▼▼▼

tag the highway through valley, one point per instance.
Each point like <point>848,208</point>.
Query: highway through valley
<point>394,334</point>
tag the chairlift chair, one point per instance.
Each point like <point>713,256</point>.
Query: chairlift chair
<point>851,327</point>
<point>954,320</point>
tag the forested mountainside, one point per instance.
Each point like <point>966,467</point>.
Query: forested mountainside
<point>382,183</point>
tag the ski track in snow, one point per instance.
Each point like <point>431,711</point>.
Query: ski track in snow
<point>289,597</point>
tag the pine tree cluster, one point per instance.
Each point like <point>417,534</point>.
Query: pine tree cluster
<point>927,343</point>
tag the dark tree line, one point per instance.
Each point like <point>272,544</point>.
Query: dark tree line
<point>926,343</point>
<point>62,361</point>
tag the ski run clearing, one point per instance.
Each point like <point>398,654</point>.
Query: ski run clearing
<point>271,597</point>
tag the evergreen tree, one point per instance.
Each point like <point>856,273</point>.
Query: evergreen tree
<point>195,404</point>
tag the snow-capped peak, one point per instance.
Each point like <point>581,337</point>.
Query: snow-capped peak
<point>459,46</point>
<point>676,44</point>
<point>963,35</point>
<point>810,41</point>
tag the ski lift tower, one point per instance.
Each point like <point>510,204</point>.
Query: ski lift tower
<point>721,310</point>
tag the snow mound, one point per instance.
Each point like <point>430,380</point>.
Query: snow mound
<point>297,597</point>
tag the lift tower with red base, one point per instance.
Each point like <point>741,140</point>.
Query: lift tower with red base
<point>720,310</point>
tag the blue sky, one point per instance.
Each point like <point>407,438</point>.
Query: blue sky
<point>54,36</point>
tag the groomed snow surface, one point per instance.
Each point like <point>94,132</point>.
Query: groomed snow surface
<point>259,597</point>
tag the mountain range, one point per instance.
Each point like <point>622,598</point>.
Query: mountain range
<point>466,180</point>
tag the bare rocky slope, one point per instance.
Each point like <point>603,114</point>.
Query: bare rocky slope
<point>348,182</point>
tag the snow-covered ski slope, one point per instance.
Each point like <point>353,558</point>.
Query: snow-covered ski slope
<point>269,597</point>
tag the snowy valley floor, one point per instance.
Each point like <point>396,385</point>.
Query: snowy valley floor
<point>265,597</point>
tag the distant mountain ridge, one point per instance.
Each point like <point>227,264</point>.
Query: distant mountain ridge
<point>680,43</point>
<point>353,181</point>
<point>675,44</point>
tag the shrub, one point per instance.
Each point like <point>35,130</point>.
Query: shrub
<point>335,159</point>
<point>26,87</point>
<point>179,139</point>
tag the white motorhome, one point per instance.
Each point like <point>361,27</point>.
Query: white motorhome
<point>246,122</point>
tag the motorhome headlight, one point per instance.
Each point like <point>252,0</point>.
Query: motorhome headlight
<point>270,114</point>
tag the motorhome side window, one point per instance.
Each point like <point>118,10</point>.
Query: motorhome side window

▲▲▲

TASK OBJECTIVE – Reproduce everything from the line containing "tag the dark" down to the line containing "<point>195,404</point>", both ends included and the requests kept, and shift every point coordinate in the answers up by 33. Leave the requests and their sample points unchanged.

EXERCISE OUTPUT –
tag the dark tree line, one point per instance.
Each point like <point>272,544</point>.
Query: dark tree line
<point>959,376</point>
<point>95,394</point>
tag the ski run clearing, one point per instance.
Each point like <point>398,654</point>.
Query: ski run clearing
<point>304,630</point>
tag the evergreen tree, one point per instance.
Each point like <point>856,273</point>.
Query: evergreen tree
<point>228,437</point>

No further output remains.